__Task to complete__: Go through the data and report each line that holds the string "hair".

** Task data follows **

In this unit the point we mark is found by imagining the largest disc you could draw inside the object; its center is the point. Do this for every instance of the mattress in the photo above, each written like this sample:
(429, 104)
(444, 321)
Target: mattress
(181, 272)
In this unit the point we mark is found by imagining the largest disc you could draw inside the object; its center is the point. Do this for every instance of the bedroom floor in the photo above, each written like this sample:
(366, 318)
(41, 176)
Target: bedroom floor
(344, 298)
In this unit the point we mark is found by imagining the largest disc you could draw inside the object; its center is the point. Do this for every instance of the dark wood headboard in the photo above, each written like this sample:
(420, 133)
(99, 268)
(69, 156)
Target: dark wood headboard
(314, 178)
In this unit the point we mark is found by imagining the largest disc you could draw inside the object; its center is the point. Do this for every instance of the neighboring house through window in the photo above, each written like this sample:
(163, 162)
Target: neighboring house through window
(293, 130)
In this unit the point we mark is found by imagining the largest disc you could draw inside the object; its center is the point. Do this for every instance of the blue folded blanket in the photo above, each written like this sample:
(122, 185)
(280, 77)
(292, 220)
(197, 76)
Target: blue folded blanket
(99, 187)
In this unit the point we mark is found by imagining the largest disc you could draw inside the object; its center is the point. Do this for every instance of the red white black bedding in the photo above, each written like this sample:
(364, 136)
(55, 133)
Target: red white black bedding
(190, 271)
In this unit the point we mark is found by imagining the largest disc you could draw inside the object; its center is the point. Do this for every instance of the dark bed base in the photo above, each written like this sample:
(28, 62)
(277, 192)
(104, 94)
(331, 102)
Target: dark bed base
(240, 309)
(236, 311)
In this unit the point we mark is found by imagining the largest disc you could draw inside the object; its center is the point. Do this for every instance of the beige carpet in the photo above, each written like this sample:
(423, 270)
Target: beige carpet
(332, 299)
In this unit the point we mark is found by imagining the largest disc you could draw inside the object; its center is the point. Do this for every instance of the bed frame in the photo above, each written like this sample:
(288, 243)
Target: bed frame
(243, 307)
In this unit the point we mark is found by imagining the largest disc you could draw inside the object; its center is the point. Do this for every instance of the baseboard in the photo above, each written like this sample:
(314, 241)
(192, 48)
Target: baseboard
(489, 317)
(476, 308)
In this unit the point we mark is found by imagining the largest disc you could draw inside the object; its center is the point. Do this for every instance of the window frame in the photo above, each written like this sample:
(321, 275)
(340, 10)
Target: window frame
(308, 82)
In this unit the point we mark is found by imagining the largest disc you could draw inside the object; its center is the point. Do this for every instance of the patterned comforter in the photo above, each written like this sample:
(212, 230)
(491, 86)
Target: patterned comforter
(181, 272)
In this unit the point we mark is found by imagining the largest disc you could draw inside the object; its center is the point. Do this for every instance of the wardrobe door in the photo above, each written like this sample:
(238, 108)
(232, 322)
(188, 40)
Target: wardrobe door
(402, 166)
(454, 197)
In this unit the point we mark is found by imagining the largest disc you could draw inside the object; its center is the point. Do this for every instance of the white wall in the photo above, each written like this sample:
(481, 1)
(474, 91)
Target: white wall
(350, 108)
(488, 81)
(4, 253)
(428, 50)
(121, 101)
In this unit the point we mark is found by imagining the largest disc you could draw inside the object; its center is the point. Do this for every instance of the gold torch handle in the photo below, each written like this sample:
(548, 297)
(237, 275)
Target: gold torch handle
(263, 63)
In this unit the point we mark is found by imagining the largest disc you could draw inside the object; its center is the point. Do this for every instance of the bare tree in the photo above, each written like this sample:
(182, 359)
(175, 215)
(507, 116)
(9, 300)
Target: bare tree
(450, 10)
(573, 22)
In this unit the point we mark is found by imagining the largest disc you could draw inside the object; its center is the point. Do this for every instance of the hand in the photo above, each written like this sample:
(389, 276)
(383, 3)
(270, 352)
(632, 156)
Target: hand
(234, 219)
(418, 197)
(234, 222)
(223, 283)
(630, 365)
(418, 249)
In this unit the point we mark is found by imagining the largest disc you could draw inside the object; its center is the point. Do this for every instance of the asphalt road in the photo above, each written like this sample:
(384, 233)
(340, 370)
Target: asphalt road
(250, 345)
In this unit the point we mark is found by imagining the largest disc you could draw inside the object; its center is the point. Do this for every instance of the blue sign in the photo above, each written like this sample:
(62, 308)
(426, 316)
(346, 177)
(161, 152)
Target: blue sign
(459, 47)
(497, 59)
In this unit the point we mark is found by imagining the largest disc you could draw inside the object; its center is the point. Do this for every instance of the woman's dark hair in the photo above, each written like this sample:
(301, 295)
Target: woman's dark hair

** End of Task data **

__Answer to this task__:
In this unit the point we mark is found by imagining the largest disc you could draw inside the object; its center is the point. Do this for every instance of the woman's dark hair in the photo above, each written like this sample:
Target: woman's dark hair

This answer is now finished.